- [DIRECTIONS] Your answer should consist of every line in the records that holds "fruit".

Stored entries
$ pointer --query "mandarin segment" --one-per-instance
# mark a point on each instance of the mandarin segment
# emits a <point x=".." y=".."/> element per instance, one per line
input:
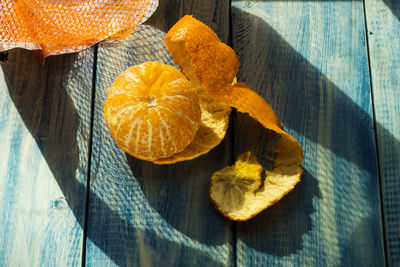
<point x="152" y="111"/>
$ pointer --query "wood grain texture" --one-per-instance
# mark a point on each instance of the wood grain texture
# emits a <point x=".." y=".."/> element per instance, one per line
<point x="141" y="214"/>
<point x="309" y="60"/>
<point x="383" y="23"/>
<point x="44" y="138"/>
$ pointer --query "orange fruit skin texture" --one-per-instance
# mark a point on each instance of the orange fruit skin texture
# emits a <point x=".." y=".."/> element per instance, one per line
<point x="201" y="55"/>
<point x="66" y="26"/>
<point x="152" y="111"/>
<point x="213" y="66"/>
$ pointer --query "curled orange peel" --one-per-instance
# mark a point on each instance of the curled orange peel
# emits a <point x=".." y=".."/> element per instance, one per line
<point x="209" y="83"/>
<point x="213" y="66"/>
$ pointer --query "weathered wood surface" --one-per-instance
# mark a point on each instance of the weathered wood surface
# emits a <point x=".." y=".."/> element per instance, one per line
<point x="383" y="25"/>
<point x="141" y="214"/>
<point x="309" y="60"/>
<point x="44" y="140"/>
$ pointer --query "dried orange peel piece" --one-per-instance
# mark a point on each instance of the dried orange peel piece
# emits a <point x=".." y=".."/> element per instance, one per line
<point x="212" y="66"/>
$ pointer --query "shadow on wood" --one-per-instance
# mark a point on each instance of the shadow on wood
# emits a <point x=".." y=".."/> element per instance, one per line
<point x="169" y="189"/>
<point x="320" y="115"/>
<point x="51" y="117"/>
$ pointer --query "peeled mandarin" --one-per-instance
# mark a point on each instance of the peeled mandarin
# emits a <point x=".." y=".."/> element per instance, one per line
<point x="152" y="111"/>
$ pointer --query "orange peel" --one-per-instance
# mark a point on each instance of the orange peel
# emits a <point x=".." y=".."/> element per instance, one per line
<point x="209" y="82"/>
<point x="212" y="65"/>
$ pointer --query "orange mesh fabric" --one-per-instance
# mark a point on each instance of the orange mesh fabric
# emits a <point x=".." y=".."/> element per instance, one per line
<point x="63" y="26"/>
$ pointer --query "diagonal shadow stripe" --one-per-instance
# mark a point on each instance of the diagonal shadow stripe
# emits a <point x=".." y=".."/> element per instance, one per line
<point x="59" y="147"/>
<point x="393" y="5"/>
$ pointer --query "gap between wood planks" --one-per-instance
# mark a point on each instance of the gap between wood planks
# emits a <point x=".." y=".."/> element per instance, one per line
<point x="382" y="205"/>
<point x="89" y="166"/>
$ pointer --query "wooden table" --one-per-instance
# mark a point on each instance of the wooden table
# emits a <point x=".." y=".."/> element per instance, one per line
<point x="331" y="71"/>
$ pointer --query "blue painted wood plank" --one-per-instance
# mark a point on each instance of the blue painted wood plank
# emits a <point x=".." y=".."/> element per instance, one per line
<point x="309" y="60"/>
<point x="44" y="138"/>
<point x="141" y="214"/>
<point x="383" y="22"/>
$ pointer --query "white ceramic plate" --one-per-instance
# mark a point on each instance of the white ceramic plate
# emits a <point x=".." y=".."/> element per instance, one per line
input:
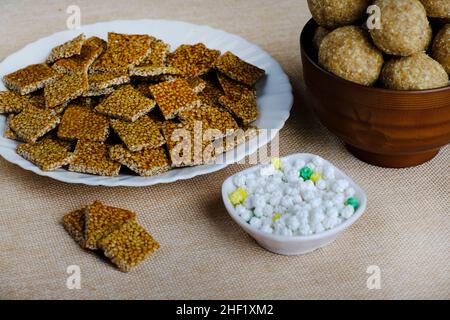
<point x="274" y="93"/>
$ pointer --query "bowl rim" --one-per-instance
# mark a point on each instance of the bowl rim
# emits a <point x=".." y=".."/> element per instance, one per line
<point x="357" y="85"/>
<point x="281" y="238"/>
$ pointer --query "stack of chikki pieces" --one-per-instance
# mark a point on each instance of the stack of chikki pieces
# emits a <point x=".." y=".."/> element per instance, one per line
<point x="96" y="106"/>
<point x="112" y="230"/>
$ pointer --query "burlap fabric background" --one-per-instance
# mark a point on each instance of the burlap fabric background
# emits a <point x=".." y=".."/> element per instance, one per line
<point x="405" y="230"/>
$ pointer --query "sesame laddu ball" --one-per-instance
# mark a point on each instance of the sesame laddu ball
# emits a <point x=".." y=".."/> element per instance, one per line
<point x="441" y="47"/>
<point x="405" y="29"/>
<point x="437" y="8"/>
<point x="348" y="53"/>
<point x="416" y="72"/>
<point x="332" y="14"/>
<point x="319" y="35"/>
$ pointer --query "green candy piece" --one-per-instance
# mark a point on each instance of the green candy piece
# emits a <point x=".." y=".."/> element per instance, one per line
<point x="306" y="173"/>
<point x="352" y="202"/>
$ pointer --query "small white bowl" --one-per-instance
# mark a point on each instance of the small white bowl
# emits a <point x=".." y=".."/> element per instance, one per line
<point x="293" y="245"/>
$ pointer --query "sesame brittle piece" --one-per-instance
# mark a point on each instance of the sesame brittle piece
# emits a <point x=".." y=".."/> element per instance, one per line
<point x="143" y="133"/>
<point x="67" y="49"/>
<point x="101" y="220"/>
<point x="146" y="163"/>
<point x="239" y="70"/>
<point x="30" y="79"/>
<point x="174" y="96"/>
<point x="65" y="89"/>
<point x="82" y="123"/>
<point x="33" y="123"/>
<point x="128" y="246"/>
<point x="193" y="60"/>
<point x="73" y="222"/>
<point x="126" y="103"/>
<point x="123" y="53"/>
<point x="48" y="154"/>
<point x="92" y="157"/>
<point x="91" y="50"/>
<point x="11" y="102"/>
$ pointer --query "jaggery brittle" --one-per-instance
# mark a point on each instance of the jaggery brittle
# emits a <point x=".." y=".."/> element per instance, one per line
<point x="82" y="123"/>
<point x="126" y="103"/>
<point x="93" y="158"/>
<point x="128" y="246"/>
<point x="143" y="133"/>
<point x="101" y="220"/>
<point x="147" y="162"/>
<point x="48" y="154"/>
<point x="30" y="79"/>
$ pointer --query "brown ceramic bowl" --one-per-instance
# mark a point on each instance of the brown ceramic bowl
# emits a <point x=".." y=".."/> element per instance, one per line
<point x="383" y="127"/>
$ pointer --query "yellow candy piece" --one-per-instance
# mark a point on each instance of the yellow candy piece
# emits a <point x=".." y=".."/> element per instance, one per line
<point x="276" y="162"/>
<point x="316" y="177"/>
<point x="238" y="196"/>
<point x="276" y="217"/>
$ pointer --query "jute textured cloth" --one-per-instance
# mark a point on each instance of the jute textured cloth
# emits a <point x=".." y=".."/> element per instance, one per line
<point x="405" y="230"/>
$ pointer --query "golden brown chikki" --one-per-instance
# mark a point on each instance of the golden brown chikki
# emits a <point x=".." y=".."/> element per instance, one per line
<point x="11" y="102"/>
<point x="239" y="70"/>
<point x="82" y="123"/>
<point x="193" y="60"/>
<point x="174" y="96"/>
<point x="123" y="53"/>
<point x="73" y="222"/>
<point x="33" y="123"/>
<point x="245" y="109"/>
<point x="126" y="103"/>
<point x="67" y="88"/>
<point x="101" y="220"/>
<point x="30" y="79"/>
<point x="128" y="246"/>
<point x="147" y="162"/>
<point x="212" y="118"/>
<point x="91" y="50"/>
<point x="67" y="49"/>
<point x="143" y="133"/>
<point x="92" y="157"/>
<point x="48" y="154"/>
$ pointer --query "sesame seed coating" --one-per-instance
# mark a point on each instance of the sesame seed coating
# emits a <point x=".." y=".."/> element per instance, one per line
<point x="33" y="123"/>
<point x="174" y="96"/>
<point x="67" y="49"/>
<point x="416" y="72"/>
<point x="239" y="70"/>
<point x="441" y="47"/>
<point x="93" y="158"/>
<point x="143" y="133"/>
<point x="332" y="14"/>
<point x="67" y="88"/>
<point x="101" y="220"/>
<point x="193" y="60"/>
<point x="128" y="246"/>
<point x="73" y="222"/>
<point x="348" y="53"/>
<point x="146" y="163"/>
<point x="30" y="79"/>
<point x="11" y="102"/>
<point x="126" y="103"/>
<point x="81" y="123"/>
<point x="405" y="27"/>
<point x="48" y="154"/>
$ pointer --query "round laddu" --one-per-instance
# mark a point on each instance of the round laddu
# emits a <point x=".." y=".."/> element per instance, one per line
<point x="405" y="29"/>
<point x="332" y="14"/>
<point x="416" y="72"/>
<point x="320" y="33"/>
<point x="348" y="53"/>
<point x="437" y="8"/>
<point x="441" y="47"/>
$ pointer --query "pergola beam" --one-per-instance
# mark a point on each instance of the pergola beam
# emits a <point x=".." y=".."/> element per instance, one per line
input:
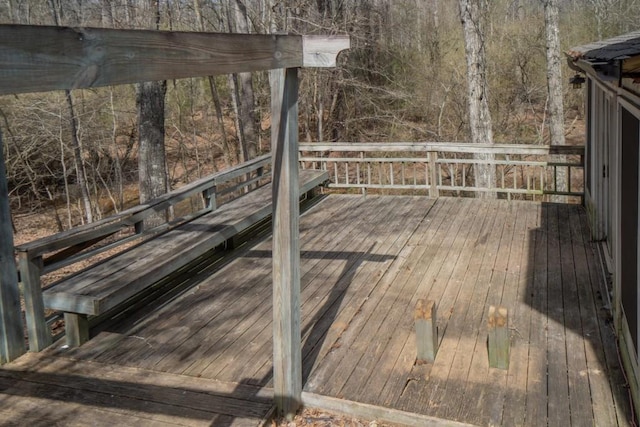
<point x="42" y="58"/>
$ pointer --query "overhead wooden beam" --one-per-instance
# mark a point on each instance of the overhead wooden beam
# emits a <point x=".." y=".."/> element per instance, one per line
<point x="11" y="328"/>
<point x="322" y="51"/>
<point x="287" y="352"/>
<point x="42" y="58"/>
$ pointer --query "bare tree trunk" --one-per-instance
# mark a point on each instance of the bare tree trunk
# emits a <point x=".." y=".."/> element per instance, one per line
<point x="81" y="175"/>
<point x="554" y="86"/>
<point x="214" y="95"/>
<point x="150" y="102"/>
<point x="241" y="86"/>
<point x="150" y="97"/>
<point x="473" y="15"/>
<point x="77" y="160"/>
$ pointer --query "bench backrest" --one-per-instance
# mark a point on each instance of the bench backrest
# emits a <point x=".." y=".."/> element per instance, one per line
<point x="187" y="202"/>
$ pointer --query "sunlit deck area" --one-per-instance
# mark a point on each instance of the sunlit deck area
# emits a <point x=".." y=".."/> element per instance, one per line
<point x="205" y="358"/>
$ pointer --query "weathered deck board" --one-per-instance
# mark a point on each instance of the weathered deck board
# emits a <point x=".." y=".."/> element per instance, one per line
<point x="365" y="262"/>
<point x="125" y="395"/>
<point x="603" y="348"/>
<point x="346" y="263"/>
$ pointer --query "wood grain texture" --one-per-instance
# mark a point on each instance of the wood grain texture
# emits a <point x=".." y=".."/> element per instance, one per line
<point x="40" y="58"/>
<point x="499" y="337"/>
<point x="426" y="331"/>
<point x="360" y="255"/>
<point x="446" y="147"/>
<point x="11" y="327"/>
<point x="287" y="346"/>
<point x="102" y="287"/>
<point x="37" y="328"/>
<point x="322" y="51"/>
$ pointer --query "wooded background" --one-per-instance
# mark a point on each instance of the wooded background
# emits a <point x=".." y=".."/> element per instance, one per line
<point x="83" y="154"/>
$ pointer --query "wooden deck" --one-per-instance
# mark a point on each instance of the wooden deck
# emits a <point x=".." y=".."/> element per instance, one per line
<point x="205" y="358"/>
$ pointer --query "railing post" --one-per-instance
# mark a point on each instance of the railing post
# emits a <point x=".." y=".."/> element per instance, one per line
<point x="209" y="197"/>
<point x="37" y="329"/>
<point x="11" y="327"/>
<point x="287" y="352"/>
<point x="433" y="174"/>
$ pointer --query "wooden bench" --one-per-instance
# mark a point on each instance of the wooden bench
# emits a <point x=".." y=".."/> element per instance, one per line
<point x="112" y="282"/>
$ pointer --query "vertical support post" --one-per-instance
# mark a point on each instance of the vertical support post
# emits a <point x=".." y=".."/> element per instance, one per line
<point x="498" y="341"/>
<point x="287" y="353"/>
<point x="11" y="327"/>
<point x="426" y="331"/>
<point x="433" y="174"/>
<point x="37" y="328"/>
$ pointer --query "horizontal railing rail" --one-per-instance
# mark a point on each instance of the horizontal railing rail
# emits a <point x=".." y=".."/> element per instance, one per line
<point x="192" y="200"/>
<point x="443" y="168"/>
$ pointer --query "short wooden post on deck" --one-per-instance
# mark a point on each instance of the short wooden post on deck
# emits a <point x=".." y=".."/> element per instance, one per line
<point x="498" y="341"/>
<point x="287" y="349"/>
<point x="76" y="329"/>
<point x="11" y="327"/>
<point x="433" y="174"/>
<point x="426" y="331"/>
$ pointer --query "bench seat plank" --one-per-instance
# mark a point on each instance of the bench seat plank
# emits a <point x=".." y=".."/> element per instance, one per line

- [TASK SOLUTION]
$ pointer --query "orange fruit skin texture" --one-per-instance
# mark a point on each instance of the orange fruit skin texture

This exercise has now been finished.